## [Written problem 1]
In the text on forecasting the lower atmosphere, what resolution did ensemble members have at the time of the diagrams?
## [Written problem 2]
Revise the passage of the text on forecasting the lower atmosphere between "Forecasting the development" and "for radiation considerations.", inclusive, replacing "albedo" with "reflectivity".
## [Written problem 3]
Extend the text on forecasting the lower atmosphere with what comes next after its final sentence.

Note: HRES and Ensemble Control Forecast are scientifically, structurally and computationally identical.  With effect from Cy49r1, Ensemble Control Forecast output is equivalent to HRES output where shown in the diagrams.   At the time of the diagrams, HRES had resolution of 9km and ensemble members had a resolution of 18km.

Structure of the lower atmosphere and boundary layer

Modelling the structure of the lowest, near surface, layers is very important for analysis and forecasting, especially for cold temperatures at 2m.  For this reason there are many model levels in the boundary layer.   Capturing the structure of the temperature and moisture can be difficult and often imprecise.  The structure is particularly difficult to define where there are low level inversions or complex orography.  Modelling wind shear and mixing processes also has an impact.

Forecasting the development and persistence of cloud is very important.  Cloud coverage affects both the albedo and radiative balance between surface and boundary layer air.  

Cloud containing super-cooled liquid water is often observed by aircraft and by remote sensing.  But the processes and consequent effects associated with super-cooled liquid water in the cloud are difficult to model precisely because:

• super-cooled liquid water is important for radiation considerations.
• super-cooled liquid water can increase cloud lifetime (liquid drops can remain suspended while ice crystals grow and fall out).

(Data extracted from a collection)

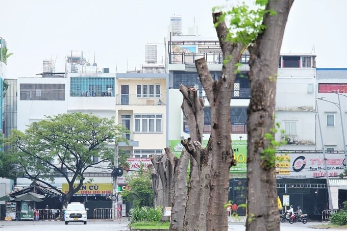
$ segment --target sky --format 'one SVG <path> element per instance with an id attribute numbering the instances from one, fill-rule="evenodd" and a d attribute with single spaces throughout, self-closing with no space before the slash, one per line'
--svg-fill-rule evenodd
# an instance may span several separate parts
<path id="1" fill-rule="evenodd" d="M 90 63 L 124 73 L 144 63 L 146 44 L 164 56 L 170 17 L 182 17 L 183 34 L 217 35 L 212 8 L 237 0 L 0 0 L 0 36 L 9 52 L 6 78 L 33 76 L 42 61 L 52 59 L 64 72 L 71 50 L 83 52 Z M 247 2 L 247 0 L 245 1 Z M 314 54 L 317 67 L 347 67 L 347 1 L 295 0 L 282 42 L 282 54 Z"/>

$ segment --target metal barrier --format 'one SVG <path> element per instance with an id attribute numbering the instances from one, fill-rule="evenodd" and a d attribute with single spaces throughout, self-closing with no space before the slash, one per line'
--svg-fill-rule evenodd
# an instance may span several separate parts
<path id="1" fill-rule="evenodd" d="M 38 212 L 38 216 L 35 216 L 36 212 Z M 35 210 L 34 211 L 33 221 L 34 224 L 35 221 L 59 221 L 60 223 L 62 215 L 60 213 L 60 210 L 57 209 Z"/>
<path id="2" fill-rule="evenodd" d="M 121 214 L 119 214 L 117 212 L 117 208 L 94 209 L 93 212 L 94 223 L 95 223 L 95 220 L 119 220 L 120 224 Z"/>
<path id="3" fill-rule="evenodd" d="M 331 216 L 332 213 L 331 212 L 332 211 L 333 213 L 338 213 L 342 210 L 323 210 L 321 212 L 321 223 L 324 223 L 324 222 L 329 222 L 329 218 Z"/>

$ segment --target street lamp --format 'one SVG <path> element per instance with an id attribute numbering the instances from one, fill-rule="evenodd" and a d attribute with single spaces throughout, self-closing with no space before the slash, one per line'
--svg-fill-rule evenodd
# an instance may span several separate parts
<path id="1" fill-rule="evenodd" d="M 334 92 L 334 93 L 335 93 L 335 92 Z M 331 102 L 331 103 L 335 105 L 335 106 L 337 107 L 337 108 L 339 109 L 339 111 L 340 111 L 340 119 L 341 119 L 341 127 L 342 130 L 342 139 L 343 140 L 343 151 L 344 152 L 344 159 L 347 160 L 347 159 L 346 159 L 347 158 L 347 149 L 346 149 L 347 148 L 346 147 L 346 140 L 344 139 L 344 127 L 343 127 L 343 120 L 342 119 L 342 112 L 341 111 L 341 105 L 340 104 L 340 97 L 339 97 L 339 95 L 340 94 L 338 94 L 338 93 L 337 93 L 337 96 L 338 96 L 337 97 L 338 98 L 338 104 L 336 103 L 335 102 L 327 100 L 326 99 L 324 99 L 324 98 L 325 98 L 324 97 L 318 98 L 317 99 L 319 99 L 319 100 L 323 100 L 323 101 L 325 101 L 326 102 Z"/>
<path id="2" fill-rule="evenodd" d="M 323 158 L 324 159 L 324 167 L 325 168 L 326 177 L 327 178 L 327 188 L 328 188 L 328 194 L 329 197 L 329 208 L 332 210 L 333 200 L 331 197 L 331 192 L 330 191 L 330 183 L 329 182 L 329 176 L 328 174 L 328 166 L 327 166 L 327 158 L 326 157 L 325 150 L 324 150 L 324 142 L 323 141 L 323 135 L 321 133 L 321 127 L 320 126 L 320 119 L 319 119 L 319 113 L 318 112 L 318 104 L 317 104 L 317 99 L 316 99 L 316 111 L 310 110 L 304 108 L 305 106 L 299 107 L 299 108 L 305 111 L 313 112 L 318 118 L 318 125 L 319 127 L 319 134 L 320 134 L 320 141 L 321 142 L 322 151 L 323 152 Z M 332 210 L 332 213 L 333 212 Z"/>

--

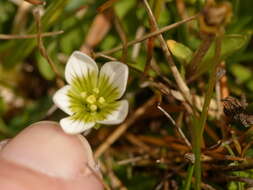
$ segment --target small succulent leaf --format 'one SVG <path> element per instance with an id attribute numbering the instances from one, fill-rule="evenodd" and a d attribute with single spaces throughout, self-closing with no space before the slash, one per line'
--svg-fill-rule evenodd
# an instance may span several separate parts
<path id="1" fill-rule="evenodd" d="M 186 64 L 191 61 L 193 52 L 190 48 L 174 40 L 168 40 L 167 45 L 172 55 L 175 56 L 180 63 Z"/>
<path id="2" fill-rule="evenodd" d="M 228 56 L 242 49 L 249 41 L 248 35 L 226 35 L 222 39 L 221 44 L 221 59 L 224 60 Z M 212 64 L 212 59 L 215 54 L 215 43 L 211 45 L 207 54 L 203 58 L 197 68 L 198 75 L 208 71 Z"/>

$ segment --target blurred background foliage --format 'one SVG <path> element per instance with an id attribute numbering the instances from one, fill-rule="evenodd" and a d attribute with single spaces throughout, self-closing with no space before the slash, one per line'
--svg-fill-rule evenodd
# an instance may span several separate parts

## [Exercise result 1]
18km

## [Exercise result 2]
Forecasting the development and persistence of cloud is very important.  Cloud coverage affects both the reflectivity and radiative balance between surface and boundary layer air.  

Cloud containing super-cooled liquid water is often observed by aircraft and by remote sensing.  But the processes and consequent effects associated with super-cooled liquid water in the cloud are difficult to model precisely because:

• super-cooled liquid water is important for radiation considerations.

## [Exercise result 3]
• there is a fine balance between turbulent production of water droplets, nucleation of ice, deposition growth and fallout.
• there are uncertainties in turbulent mixing, ice microphysics, vertical resolution.

The structure of the boundary layer is crucial.  This is particularly so where there is a well-marked inversion, with or without a sharp change in humidity.  Users should note:

• stratocumulus tends to be under-predicted over land in anti-cyclones or may dissipate too quickly.

• incorrect definition of the boundary layer in the physics schemes can mean incorrect identification, formation or dispersal of low cloud.
• observed, analysed and forecast temperatures can be very different to one another in hilly or mountainous regions.
  

Problems in handling low cloud can have a significant impact on the temperature and moisture structure of the boundary layer and impact 2 m temperatures.  A revised warm-phase microphysics and revised boundary layer clouds and shallow convection were introduced in 2018.

Defining anticyclonic inversions is often a problem, particularly in winter with colder or sub-zero temperatures in the lower boundary layer.  Low level cloud cover tends to be shallower in the forecast and break too easily.  Greater incoming radiation can raise the near surface temperatures too much and/or too quickly.  Sub-zero temperatures can be very low to rise.  

Users should assess how well the model has analysed the structure of the inversion and take into account the extent and persistence of the cloud area under the inversion during the past few days.

Fig9.1-1: A comparison of observed (orange) and model analysed/forecast (green) temperature and dewpoint structures.  Errors are due to assimilation issues coupled with the difficulties handling the cloud physics.  In this case the surface cool and moist layer was analysed to be slightly deeper than in reality.   This retarded fog clearance and therefore delayed heating and overturning of the boundary layer through the morning.  So by 12UTC the forecast inversion was too low compared with reality and it had also not captured the stratocumulus from the convective overturning within the boundary layer.  Consequently the true radiation balance around midday was not captured.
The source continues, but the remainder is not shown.